THE TASK - Extract the lines below word for word, everything from the very first line down to the one containing "negative clicks: (265, 152)", both ends included, and leave the pictures out.

RECORDS SUPPLIED -
····················
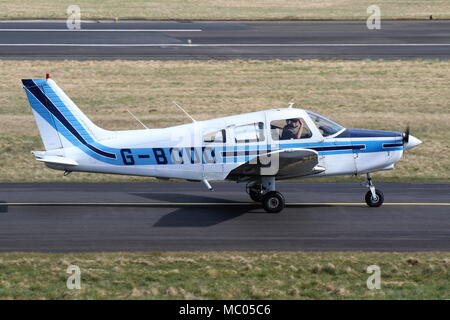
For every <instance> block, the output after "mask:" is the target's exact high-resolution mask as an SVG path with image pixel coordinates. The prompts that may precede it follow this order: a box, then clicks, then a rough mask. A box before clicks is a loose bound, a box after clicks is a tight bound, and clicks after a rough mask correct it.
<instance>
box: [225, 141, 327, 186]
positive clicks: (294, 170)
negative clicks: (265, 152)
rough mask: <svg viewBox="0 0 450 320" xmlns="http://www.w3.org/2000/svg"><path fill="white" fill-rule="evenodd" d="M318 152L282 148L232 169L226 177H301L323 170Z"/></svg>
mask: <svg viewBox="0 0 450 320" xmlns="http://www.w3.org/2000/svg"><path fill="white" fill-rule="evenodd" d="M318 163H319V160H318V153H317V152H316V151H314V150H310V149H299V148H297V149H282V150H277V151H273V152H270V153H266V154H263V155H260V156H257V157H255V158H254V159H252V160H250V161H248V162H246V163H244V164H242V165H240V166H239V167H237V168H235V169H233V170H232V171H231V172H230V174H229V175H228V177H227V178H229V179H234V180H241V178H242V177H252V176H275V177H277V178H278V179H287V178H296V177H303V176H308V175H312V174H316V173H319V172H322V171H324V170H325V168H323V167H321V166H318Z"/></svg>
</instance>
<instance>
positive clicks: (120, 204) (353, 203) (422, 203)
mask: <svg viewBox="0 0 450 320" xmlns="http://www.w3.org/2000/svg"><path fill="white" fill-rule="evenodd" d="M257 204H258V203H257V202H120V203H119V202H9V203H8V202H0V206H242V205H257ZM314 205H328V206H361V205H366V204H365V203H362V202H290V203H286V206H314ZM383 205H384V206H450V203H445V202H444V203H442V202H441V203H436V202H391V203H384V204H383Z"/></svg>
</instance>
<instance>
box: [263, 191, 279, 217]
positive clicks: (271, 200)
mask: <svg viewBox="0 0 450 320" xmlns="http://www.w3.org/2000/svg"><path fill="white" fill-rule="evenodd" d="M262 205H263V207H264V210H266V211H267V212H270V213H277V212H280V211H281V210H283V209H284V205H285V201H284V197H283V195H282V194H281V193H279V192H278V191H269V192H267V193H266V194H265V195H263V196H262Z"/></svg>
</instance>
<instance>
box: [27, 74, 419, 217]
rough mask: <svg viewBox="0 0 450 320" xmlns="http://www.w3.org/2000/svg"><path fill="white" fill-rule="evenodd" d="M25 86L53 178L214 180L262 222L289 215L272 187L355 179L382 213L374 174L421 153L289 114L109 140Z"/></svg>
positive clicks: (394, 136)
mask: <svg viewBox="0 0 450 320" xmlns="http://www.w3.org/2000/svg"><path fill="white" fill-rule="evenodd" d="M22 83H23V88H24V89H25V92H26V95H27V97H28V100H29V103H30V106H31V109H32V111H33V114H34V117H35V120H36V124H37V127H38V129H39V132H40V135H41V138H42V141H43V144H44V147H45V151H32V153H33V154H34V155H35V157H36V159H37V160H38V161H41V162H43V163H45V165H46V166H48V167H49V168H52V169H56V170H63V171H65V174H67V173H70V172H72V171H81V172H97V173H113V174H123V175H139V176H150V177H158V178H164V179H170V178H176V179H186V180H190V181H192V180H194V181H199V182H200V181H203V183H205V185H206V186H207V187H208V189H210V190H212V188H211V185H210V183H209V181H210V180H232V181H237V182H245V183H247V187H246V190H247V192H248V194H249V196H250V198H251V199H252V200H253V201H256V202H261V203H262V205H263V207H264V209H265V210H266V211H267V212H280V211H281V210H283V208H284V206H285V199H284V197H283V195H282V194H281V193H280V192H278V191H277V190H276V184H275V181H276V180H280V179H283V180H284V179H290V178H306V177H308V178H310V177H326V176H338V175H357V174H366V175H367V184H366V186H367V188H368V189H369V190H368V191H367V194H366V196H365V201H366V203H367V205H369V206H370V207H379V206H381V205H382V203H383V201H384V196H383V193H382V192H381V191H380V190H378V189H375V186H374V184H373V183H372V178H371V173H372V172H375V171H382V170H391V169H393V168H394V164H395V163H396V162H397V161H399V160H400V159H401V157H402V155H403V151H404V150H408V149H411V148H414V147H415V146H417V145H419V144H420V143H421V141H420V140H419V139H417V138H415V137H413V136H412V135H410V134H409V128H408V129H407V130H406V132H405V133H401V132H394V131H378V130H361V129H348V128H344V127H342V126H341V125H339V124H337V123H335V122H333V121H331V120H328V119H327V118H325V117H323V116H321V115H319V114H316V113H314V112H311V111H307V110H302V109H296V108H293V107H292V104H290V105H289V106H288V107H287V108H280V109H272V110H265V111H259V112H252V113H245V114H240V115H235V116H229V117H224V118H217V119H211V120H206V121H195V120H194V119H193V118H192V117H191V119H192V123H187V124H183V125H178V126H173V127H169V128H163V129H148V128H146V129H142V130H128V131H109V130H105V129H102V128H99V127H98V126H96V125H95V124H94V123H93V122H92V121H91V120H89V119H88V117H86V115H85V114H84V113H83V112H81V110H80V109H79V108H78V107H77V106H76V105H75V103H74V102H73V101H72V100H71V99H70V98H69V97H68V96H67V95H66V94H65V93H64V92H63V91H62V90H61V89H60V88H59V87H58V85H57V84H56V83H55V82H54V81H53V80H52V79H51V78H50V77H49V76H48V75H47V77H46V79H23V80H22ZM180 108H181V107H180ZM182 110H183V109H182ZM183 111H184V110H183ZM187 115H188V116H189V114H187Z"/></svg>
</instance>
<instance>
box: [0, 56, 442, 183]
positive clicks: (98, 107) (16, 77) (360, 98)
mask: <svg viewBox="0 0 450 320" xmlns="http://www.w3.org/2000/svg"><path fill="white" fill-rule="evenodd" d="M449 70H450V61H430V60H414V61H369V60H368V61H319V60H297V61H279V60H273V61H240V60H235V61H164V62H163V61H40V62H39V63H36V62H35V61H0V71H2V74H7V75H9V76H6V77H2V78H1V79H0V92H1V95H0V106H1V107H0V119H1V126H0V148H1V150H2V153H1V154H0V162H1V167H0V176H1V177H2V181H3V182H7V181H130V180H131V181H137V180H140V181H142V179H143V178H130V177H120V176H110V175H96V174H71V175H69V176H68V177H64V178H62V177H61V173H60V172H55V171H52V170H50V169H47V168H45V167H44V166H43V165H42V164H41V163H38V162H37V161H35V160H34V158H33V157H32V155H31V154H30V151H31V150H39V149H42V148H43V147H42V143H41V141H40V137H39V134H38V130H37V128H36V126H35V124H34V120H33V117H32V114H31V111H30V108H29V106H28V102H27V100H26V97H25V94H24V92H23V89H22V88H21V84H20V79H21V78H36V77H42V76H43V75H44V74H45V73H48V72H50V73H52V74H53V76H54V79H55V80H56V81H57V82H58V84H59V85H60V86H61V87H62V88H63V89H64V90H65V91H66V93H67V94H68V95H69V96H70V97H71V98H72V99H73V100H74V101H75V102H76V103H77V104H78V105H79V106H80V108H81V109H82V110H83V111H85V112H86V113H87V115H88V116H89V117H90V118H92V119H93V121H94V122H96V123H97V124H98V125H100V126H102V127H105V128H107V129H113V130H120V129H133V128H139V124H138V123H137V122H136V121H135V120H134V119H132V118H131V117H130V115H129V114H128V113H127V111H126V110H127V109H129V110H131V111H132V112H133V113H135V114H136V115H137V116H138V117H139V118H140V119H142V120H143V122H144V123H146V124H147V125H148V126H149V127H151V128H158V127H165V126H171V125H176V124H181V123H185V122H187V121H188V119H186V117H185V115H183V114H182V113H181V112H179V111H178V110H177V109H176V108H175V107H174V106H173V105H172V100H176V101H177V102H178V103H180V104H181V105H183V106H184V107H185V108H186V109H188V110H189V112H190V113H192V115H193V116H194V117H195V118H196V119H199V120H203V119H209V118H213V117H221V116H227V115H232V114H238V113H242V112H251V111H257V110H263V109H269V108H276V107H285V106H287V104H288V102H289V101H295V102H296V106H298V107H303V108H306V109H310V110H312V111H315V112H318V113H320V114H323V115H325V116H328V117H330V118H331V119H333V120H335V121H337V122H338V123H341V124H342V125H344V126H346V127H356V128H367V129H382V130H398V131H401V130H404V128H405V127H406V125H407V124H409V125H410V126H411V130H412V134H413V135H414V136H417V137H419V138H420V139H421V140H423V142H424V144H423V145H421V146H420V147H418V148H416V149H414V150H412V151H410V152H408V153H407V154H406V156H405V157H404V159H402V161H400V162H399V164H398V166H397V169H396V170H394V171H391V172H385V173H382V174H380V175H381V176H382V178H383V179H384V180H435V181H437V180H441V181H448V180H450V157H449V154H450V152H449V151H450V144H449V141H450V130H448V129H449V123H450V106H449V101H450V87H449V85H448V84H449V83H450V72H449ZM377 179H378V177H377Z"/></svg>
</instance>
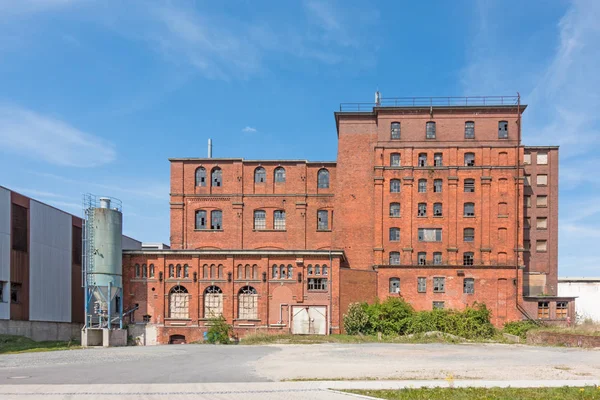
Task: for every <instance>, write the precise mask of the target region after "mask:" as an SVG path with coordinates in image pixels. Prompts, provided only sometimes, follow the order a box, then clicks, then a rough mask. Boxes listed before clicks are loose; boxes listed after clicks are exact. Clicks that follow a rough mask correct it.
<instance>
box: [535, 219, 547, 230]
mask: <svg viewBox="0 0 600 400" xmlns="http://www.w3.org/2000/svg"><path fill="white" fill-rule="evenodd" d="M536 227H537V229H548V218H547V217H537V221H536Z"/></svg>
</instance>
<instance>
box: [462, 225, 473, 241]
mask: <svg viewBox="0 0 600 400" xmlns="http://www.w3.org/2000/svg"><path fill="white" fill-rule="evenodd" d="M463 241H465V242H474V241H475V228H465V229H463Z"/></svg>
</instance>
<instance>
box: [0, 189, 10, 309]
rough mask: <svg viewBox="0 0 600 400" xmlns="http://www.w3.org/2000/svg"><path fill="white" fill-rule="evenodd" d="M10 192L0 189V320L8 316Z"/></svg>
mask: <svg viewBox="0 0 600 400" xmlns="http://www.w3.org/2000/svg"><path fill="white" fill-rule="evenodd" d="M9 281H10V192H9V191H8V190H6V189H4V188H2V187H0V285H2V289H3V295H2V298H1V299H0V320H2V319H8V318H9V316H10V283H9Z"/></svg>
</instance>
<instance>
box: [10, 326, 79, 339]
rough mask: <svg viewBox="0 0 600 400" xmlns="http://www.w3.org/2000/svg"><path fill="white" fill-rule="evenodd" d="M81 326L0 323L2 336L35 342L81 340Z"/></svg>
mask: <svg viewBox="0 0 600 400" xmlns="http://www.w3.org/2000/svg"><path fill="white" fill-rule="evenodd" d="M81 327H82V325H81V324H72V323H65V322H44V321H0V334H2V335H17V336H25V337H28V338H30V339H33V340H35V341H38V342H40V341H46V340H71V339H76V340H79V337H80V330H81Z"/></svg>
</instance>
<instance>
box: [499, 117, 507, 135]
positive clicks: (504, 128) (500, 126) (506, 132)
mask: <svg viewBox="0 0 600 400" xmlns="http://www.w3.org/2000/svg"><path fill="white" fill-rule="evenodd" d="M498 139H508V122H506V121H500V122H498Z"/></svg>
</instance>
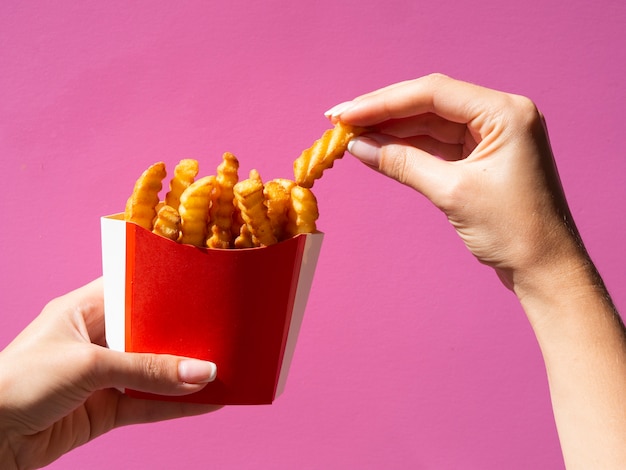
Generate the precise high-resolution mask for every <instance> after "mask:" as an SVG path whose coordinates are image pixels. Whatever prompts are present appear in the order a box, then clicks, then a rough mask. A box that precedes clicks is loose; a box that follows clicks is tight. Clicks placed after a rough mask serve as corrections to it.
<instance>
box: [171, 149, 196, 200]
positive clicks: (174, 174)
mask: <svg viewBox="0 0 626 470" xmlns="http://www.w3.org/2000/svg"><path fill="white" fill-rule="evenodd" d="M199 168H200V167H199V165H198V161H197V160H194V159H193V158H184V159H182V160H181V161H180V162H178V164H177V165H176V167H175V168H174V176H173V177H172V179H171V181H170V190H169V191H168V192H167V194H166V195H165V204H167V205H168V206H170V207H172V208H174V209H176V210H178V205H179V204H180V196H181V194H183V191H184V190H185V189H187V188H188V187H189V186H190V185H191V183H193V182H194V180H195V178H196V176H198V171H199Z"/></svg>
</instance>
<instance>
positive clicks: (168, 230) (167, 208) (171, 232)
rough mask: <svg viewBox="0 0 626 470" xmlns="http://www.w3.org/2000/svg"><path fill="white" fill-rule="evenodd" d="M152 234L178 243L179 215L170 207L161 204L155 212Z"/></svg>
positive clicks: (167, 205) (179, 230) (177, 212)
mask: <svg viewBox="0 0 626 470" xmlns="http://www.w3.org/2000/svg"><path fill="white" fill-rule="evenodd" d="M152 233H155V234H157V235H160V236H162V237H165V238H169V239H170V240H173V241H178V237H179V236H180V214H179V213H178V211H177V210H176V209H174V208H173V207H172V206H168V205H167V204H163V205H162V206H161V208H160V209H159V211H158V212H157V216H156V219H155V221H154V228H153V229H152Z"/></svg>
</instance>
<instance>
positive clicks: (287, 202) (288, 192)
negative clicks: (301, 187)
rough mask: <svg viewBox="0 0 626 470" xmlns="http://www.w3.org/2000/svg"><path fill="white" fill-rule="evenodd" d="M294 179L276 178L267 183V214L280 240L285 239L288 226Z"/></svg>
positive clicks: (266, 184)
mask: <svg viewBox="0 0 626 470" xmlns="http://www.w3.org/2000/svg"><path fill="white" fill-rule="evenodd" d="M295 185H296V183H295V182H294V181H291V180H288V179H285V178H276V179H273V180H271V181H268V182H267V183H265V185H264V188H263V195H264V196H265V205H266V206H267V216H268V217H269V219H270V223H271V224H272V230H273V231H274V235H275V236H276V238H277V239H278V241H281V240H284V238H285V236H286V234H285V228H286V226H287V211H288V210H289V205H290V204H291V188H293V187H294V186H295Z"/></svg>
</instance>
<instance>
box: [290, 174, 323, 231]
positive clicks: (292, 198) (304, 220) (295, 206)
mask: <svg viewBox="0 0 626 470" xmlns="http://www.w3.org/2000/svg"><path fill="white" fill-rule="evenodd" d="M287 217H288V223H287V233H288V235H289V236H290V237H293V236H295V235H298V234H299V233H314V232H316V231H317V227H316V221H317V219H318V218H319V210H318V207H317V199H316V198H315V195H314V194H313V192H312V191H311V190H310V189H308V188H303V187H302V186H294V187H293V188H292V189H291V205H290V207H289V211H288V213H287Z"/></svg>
····················
SOLUTION -
For every <instance> block, the output after "mask:" is the target's exact high-resolution mask as an SVG path with image pixel coordinates. The prompts that may precede it follow this order: a box, then clicks, then a rough mask. A box before clicks is a loose bound, a box after clicks is a tight bound, and clicks after a rough mask correct it.
<instance>
box: [225, 141, 327, 186]
positive clicks: (294, 170)
negative clicks: (265, 152)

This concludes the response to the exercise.